What is required:
From the line with "Target: wooden floor" through the line with "striped bed in", repeat the entries verbatim, both end lines included, and add nothing.
-- Listed entries follows --
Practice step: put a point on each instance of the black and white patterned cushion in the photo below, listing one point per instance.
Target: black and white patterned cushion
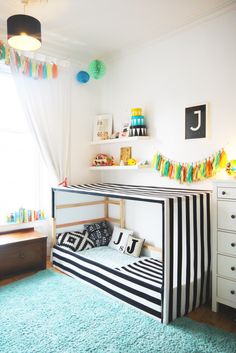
(75, 241)
(99, 233)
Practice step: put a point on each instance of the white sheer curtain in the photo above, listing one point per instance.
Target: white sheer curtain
(46, 104)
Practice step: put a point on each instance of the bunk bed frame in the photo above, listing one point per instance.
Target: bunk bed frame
(185, 244)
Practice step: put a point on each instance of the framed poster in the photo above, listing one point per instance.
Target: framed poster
(195, 121)
(102, 127)
(125, 154)
(125, 130)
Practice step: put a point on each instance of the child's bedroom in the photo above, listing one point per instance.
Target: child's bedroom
(118, 176)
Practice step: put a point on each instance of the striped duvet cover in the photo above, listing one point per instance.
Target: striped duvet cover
(138, 284)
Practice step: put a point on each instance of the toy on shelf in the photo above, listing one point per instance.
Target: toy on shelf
(137, 128)
(231, 168)
(131, 161)
(25, 216)
(102, 159)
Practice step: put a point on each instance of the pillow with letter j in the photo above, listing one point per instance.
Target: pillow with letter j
(134, 246)
(119, 238)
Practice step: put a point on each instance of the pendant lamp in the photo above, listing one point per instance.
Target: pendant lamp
(24, 32)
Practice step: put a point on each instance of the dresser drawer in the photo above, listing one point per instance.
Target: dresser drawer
(22, 256)
(226, 266)
(227, 243)
(226, 289)
(226, 193)
(227, 215)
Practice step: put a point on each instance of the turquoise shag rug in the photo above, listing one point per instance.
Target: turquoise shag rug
(51, 313)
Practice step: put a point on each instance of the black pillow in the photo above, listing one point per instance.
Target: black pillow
(75, 241)
(100, 233)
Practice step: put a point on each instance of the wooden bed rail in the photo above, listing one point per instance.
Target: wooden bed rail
(106, 202)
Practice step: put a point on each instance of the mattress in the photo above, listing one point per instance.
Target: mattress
(140, 287)
(109, 257)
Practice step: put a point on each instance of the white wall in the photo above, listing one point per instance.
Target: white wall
(193, 66)
(83, 110)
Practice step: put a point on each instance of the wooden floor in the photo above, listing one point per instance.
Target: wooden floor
(225, 319)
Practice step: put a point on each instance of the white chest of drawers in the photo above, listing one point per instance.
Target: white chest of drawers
(224, 244)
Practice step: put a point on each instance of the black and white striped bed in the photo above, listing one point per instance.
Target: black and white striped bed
(141, 287)
(185, 238)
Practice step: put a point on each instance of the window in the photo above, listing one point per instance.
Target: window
(24, 181)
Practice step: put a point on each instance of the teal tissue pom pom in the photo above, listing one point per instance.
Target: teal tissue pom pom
(97, 69)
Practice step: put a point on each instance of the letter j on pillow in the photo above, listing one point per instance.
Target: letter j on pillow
(119, 238)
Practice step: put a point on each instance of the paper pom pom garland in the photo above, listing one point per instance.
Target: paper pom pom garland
(82, 77)
(97, 69)
(190, 172)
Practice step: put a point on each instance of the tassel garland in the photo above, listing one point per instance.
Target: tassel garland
(27, 66)
(191, 172)
(35, 69)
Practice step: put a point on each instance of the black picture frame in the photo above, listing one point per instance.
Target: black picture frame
(195, 122)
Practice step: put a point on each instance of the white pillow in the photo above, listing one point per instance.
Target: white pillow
(119, 238)
(134, 246)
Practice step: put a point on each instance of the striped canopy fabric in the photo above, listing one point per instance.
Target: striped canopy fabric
(186, 240)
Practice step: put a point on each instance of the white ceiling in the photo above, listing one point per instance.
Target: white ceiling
(99, 28)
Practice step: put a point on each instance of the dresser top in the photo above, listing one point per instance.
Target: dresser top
(24, 235)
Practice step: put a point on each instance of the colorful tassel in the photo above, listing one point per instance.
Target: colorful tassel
(191, 172)
(189, 177)
(44, 70)
(223, 159)
(166, 168)
(170, 172)
(54, 71)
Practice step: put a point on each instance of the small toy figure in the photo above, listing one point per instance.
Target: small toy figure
(131, 161)
(102, 159)
(231, 168)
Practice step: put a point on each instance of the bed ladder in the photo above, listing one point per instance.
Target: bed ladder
(106, 202)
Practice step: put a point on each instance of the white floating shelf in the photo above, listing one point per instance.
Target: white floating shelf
(121, 140)
(119, 167)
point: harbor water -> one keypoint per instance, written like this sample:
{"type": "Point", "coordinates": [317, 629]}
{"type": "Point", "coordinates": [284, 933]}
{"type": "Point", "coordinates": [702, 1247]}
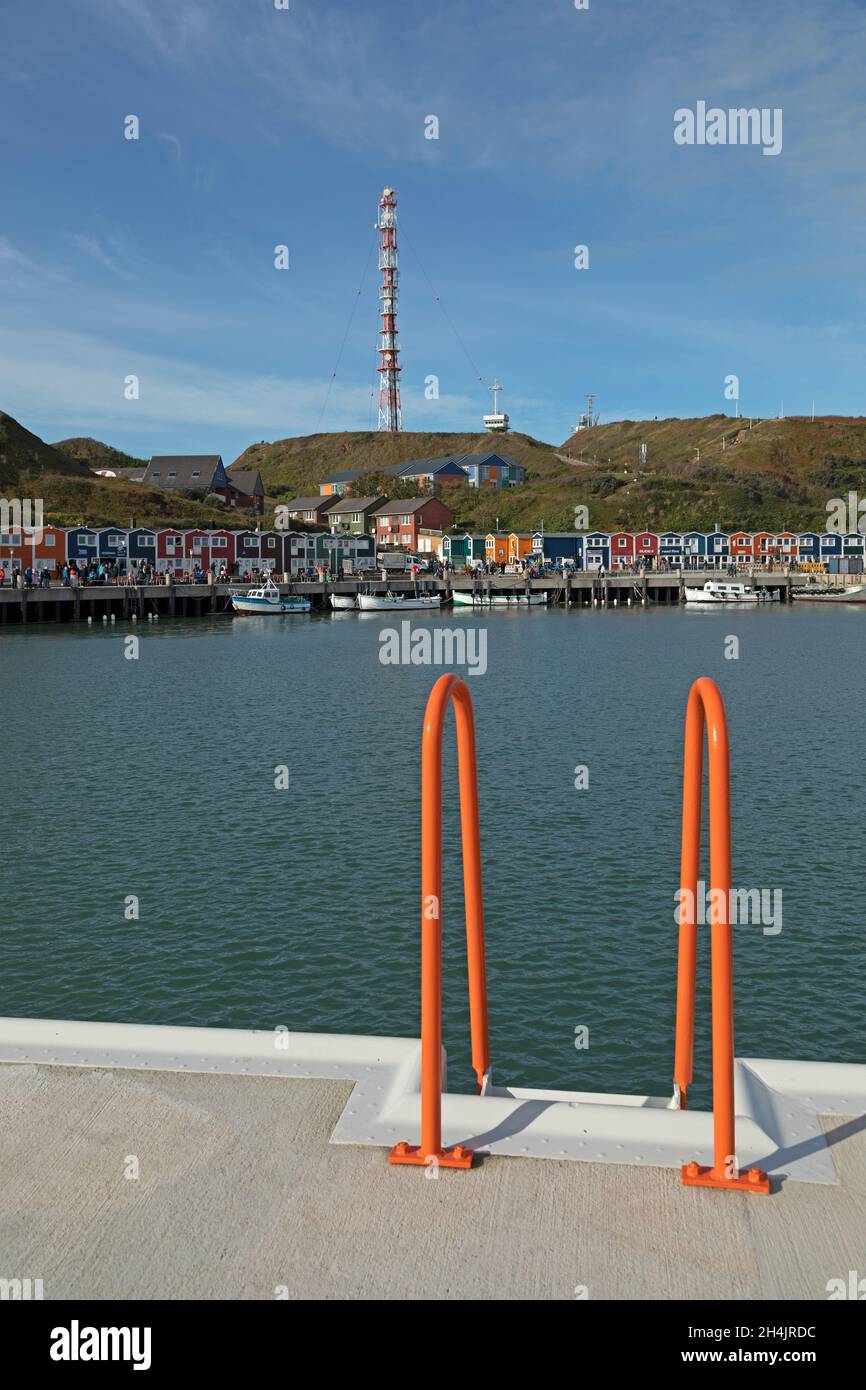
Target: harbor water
{"type": "Point", "coordinates": [157, 869]}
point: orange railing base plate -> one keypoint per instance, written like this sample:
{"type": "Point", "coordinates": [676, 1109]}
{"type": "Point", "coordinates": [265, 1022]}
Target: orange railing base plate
{"type": "Point", "coordinates": [458, 1157]}
{"type": "Point", "coordinates": [754, 1180]}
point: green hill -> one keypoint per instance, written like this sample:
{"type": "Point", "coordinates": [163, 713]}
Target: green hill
{"type": "Point", "coordinates": [97, 455]}
{"type": "Point", "coordinates": [71, 494]}
{"type": "Point", "coordinates": [779, 473]}
{"type": "Point", "coordinates": [295, 467]}
{"type": "Point", "coordinates": [25, 455]}
{"type": "Point", "coordinates": [698, 471]}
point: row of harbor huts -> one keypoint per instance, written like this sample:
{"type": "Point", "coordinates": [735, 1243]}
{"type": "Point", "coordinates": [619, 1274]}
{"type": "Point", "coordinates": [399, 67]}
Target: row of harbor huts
{"type": "Point", "coordinates": [171, 551]}
{"type": "Point", "coordinates": [613, 551]}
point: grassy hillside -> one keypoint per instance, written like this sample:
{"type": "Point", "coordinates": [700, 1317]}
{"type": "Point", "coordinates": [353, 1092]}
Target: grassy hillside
{"type": "Point", "coordinates": [24, 455]}
{"type": "Point", "coordinates": [780, 473]}
{"type": "Point", "coordinates": [97, 455]}
{"type": "Point", "coordinates": [295, 467]}
{"type": "Point", "coordinates": [697, 473]}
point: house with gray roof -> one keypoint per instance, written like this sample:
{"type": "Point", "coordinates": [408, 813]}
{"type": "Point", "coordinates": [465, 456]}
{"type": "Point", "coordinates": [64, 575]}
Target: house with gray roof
{"type": "Point", "coordinates": [353, 516]}
{"type": "Point", "coordinates": [249, 488]}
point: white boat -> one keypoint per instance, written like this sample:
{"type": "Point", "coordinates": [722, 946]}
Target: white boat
{"type": "Point", "coordinates": [841, 594]}
{"type": "Point", "coordinates": [466, 597]}
{"type": "Point", "coordinates": [717, 592]}
{"type": "Point", "coordinates": [396, 602]}
{"type": "Point", "coordinates": [268, 599]}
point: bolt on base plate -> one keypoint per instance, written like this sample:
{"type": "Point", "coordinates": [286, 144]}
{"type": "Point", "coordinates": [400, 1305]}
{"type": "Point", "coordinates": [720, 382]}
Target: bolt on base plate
{"type": "Point", "coordinates": [458, 1157]}
{"type": "Point", "coordinates": [754, 1180]}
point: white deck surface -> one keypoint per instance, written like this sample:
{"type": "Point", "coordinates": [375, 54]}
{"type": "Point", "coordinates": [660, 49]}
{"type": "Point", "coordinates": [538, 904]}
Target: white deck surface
{"type": "Point", "coordinates": [242, 1194]}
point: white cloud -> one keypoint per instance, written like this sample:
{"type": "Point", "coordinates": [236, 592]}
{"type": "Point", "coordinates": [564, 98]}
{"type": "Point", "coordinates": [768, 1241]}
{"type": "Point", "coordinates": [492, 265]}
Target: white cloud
{"type": "Point", "coordinates": [93, 248]}
{"type": "Point", "coordinates": [13, 259]}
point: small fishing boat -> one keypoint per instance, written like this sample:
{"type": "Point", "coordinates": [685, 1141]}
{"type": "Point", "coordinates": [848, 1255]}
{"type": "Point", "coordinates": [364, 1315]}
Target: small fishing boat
{"type": "Point", "coordinates": [715, 592]}
{"type": "Point", "coordinates": [396, 602]}
{"type": "Point", "coordinates": [469, 599]}
{"type": "Point", "coordinates": [268, 599]}
{"type": "Point", "coordinates": [836, 594]}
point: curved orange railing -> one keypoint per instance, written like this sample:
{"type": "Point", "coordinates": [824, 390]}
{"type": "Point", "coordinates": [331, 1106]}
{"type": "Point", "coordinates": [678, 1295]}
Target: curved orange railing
{"type": "Point", "coordinates": [448, 688]}
{"type": "Point", "coordinates": [706, 709]}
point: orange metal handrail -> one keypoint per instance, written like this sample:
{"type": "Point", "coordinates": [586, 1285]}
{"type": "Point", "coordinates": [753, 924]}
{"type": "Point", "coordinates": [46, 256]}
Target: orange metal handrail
{"type": "Point", "coordinates": [448, 688]}
{"type": "Point", "coordinates": [706, 709]}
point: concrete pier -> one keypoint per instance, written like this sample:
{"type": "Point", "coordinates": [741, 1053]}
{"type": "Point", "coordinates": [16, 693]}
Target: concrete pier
{"type": "Point", "coordinates": [136, 1168]}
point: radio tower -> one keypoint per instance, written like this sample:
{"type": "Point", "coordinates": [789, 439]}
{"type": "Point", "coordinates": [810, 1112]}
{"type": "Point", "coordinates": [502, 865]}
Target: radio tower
{"type": "Point", "coordinates": [391, 414]}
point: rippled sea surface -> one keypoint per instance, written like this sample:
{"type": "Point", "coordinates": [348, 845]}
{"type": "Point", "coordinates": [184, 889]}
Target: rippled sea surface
{"type": "Point", "coordinates": [154, 779]}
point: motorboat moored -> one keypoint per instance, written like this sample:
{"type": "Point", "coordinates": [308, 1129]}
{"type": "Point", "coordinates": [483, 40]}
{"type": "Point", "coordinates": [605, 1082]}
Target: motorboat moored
{"type": "Point", "coordinates": [268, 599]}
{"type": "Point", "coordinates": [398, 602]}
{"type": "Point", "coordinates": [731, 592]}
{"type": "Point", "coordinates": [469, 599]}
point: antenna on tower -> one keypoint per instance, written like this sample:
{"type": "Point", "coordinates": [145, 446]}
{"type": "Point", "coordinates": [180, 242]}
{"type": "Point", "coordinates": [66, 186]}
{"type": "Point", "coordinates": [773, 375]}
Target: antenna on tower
{"type": "Point", "coordinates": [587, 420]}
{"type": "Point", "coordinates": [498, 420]}
{"type": "Point", "coordinates": [391, 412]}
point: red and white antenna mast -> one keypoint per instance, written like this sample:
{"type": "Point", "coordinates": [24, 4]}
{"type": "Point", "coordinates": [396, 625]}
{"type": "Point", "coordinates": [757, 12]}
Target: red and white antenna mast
{"type": "Point", "coordinates": [391, 413]}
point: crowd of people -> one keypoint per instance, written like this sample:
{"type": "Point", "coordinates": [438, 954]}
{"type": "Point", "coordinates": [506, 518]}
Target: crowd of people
{"type": "Point", "coordinates": [109, 571]}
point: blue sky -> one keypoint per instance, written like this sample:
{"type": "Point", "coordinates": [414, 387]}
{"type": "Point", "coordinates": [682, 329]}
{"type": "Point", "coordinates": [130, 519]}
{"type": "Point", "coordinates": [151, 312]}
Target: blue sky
{"type": "Point", "coordinates": [263, 127]}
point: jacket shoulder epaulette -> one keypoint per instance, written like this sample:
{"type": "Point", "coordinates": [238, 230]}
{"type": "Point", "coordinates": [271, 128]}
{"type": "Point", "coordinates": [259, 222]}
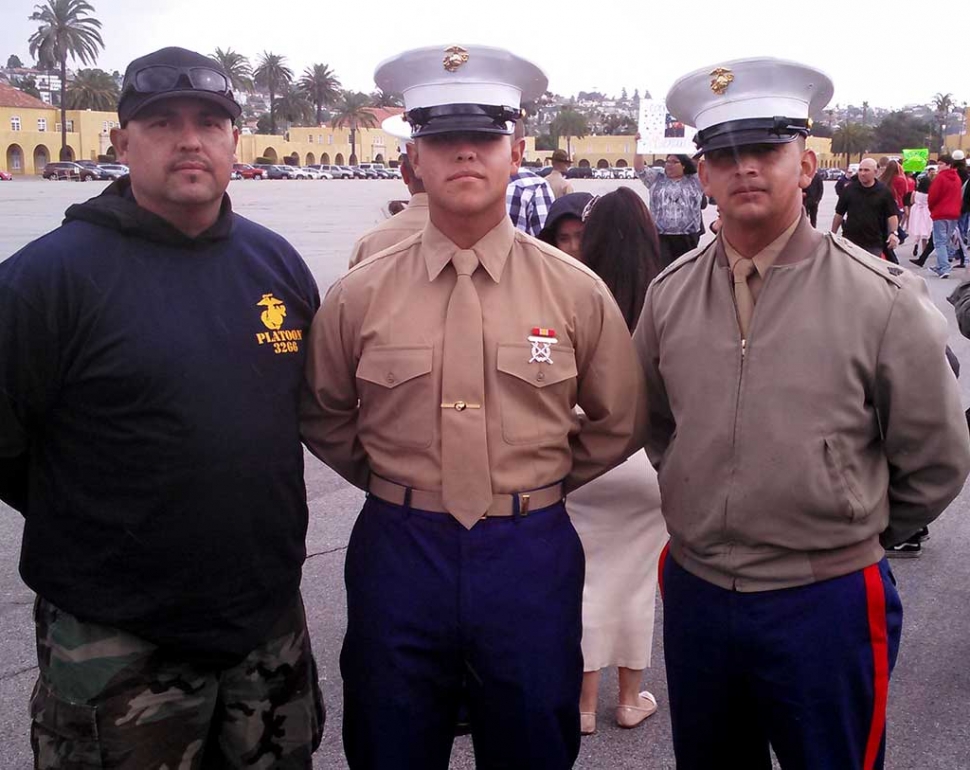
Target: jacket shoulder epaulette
{"type": "Point", "coordinates": [886, 270]}
{"type": "Point", "coordinates": [684, 259]}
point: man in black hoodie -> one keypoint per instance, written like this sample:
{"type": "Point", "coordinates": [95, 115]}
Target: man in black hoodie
{"type": "Point", "coordinates": [151, 361]}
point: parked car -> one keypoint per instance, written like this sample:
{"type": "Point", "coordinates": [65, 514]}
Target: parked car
{"type": "Point", "coordinates": [113, 170]}
{"type": "Point", "coordinates": [336, 172]}
{"type": "Point", "coordinates": [281, 171]}
{"type": "Point", "coordinates": [579, 172]}
{"type": "Point", "coordinates": [62, 170]}
{"type": "Point", "coordinates": [246, 171]}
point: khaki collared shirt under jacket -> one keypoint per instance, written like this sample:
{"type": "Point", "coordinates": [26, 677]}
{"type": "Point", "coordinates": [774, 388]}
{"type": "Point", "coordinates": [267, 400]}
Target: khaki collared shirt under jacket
{"type": "Point", "coordinates": [375, 361]}
{"type": "Point", "coordinates": [392, 231]}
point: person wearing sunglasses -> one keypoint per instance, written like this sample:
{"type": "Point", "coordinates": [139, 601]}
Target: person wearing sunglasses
{"type": "Point", "coordinates": [151, 359]}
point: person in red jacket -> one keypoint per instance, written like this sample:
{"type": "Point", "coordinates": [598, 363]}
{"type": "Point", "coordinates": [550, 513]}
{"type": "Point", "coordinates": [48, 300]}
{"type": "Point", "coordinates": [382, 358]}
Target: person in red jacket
{"type": "Point", "coordinates": [945, 199]}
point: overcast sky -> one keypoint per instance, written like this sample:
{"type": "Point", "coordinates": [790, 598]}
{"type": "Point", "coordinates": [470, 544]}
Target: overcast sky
{"type": "Point", "coordinates": [582, 46]}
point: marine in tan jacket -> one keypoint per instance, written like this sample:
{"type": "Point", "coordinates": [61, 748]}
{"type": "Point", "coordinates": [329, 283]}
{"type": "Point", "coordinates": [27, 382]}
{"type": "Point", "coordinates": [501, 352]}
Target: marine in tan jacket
{"type": "Point", "coordinates": [802, 415]}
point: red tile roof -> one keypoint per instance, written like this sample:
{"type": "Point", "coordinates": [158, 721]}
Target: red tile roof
{"type": "Point", "coordinates": [12, 97]}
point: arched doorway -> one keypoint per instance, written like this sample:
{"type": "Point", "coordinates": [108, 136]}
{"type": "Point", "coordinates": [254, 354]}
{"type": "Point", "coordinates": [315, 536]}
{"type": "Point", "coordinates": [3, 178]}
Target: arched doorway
{"type": "Point", "coordinates": [15, 159]}
{"type": "Point", "coordinates": [42, 156]}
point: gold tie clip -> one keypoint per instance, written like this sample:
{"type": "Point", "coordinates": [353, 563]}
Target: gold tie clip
{"type": "Point", "coordinates": [461, 406]}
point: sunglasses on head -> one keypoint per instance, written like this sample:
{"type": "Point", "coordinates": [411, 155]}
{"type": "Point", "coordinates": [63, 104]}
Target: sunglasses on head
{"type": "Point", "coordinates": [159, 78]}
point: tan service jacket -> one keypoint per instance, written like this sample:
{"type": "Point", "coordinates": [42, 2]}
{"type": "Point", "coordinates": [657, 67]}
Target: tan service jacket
{"type": "Point", "coordinates": [841, 423]}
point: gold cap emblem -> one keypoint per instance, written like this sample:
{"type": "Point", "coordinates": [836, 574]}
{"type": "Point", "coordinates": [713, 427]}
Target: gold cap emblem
{"type": "Point", "coordinates": [455, 57]}
{"type": "Point", "coordinates": [721, 78]}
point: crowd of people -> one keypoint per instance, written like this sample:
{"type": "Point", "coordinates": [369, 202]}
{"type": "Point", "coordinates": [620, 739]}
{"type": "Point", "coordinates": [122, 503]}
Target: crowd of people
{"type": "Point", "coordinates": [556, 403]}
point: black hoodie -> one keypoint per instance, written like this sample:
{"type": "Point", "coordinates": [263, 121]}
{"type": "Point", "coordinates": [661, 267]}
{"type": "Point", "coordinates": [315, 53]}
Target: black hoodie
{"type": "Point", "coordinates": [149, 387]}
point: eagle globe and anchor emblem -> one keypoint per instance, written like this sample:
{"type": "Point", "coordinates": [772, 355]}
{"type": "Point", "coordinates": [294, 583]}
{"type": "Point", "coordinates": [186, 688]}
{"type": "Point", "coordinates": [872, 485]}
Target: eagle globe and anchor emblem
{"type": "Point", "coordinates": [274, 313]}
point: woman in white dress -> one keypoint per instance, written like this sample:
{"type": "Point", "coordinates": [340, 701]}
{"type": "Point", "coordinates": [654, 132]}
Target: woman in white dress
{"type": "Point", "coordinates": [618, 515]}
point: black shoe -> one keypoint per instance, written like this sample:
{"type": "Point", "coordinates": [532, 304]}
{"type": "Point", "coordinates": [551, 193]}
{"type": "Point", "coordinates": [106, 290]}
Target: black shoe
{"type": "Point", "coordinates": [905, 550]}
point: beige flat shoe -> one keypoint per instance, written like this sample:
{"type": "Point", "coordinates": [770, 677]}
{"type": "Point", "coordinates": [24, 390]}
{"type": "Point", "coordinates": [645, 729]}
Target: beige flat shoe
{"type": "Point", "coordinates": [631, 716]}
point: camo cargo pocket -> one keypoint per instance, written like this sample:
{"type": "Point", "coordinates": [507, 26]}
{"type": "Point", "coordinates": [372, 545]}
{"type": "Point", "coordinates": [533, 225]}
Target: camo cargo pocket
{"type": "Point", "coordinates": [63, 735]}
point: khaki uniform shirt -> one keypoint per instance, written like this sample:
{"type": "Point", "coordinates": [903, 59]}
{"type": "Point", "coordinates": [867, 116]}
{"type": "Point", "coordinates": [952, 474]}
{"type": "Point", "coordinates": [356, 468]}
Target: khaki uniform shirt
{"type": "Point", "coordinates": [375, 362]}
{"type": "Point", "coordinates": [392, 231]}
{"type": "Point", "coordinates": [559, 184]}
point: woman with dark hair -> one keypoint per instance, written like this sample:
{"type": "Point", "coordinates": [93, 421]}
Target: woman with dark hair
{"type": "Point", "coordinates": [564, 223]}
{"type": "Point", "coordinates": [676, 199]}
{"type": "Point", "coordinates": [618, 515]}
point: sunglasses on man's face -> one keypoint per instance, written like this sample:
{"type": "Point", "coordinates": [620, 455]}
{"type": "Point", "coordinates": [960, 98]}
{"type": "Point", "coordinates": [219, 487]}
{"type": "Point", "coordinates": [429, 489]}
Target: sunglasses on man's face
{"type": "Point", "coordinates": [159, 78]}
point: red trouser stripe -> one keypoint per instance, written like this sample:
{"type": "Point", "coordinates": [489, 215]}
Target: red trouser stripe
{"type": "Point", "coordinates": [876, 604]}
{"type": "Point", "coordinates": [660, 568]}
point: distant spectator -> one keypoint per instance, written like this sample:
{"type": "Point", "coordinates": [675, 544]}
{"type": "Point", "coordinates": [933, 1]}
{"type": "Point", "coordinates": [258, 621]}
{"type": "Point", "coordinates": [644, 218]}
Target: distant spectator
{"type": "Point", "coordinates": [557, 179]}
{"type": "Point", "coordinates": [564, 225]}
{"type": "Point", "coordinates": [869, 211]}
{"type": "Point", "coordinates": [528, 196]}
{"type": "Point", "coordinates": [676, 199]}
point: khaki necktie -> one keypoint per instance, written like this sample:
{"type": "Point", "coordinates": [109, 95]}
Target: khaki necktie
{"type": "Point", "coordinates": [466, 484]}
{"type": "Point", "coordinates": [743, 270]}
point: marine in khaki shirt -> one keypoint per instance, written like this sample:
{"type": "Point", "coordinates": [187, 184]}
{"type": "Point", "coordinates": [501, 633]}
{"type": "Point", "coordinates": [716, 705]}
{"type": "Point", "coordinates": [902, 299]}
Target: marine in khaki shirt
{"type": "Point", "coordinates": [444, 375]}
{"type": "Point", "coordinates": [376, 352]}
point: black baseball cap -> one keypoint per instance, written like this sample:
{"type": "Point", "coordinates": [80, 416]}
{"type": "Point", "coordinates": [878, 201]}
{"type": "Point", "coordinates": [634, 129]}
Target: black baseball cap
{"type": "Point", "coordinates": [174, 72]}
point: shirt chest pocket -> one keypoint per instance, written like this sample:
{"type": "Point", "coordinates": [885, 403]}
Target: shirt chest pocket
{"type": "Point", "coordinates": [397, 394]}
{"type": "Point", "coordinates": [536, 398]}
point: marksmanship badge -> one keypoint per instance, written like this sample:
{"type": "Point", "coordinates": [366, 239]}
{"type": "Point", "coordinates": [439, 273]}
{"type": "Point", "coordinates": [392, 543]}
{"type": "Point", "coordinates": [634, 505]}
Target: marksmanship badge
{"type": "Point", "coordinates": [542, 341]}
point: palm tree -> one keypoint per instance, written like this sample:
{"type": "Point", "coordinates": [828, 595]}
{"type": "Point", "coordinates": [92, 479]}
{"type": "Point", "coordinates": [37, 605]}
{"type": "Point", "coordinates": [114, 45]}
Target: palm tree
{"type": "Point", "coordinates": [942, 105]}
{"type": "Point", "coordinates": [353, 111]}
{"type": "Point", "coordinates": [321, 87]}
{"type": "Point", "coordinates": [65, 30]}
{"type": "Point", "coordinates": [272, 74]}
{"type": "Point", "coordinates": [293, 106]}
{"type": "Point", "coordinates": [851, 138]}
{"type": "Point", "coordinates": [92, 89]}
{"type": "Point", "coordinates": [237, 67]}
{"type": "Point", "coordinates": [569, 123]}
{"type": "Point", "coordinates": [382, 98]}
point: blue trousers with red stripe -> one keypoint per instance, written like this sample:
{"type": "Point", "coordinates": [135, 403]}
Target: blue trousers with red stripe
{"type": "Point", "coordinates": [438, 615]}
{"type": "Point", "coordinates": [804, 670]}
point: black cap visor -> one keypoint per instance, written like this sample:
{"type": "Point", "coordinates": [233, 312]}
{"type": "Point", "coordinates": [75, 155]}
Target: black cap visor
{"type": "Point", "coordinates": [454, 118]}
{"type": "Point", "coordinates": [738, 133]}
{"type": "Point", "coordinates": [134, 102]}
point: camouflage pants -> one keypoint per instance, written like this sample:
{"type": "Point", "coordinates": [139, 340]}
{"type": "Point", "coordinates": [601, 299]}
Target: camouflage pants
{"type": "Point", "coordinates": [107, 699]}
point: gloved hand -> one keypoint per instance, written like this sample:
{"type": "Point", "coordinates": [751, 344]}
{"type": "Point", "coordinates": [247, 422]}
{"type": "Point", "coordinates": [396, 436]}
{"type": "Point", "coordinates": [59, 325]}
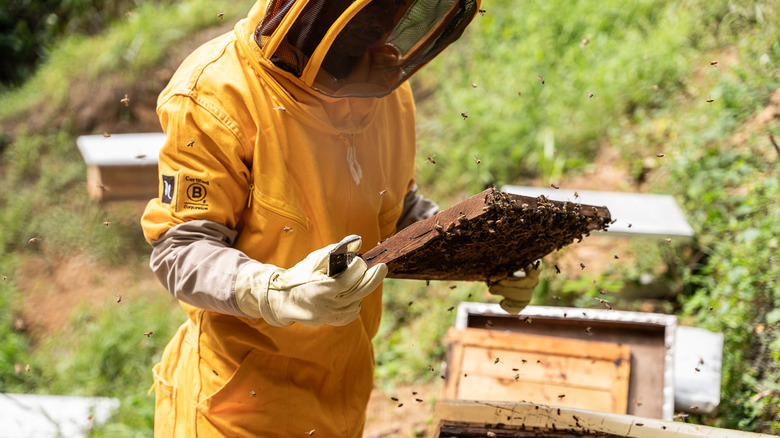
-- Listed entries concluded --
Task output:
Target: wooden floor
(225, 319)
Practice step: put a point on each instance of the white chest of drawers in the photo above, listing one point per instance.
Target: white chest of drawers
(224, 244)
Practice step: put a point on each instance of the black and white striped bed in the photo above, listing one point per instance.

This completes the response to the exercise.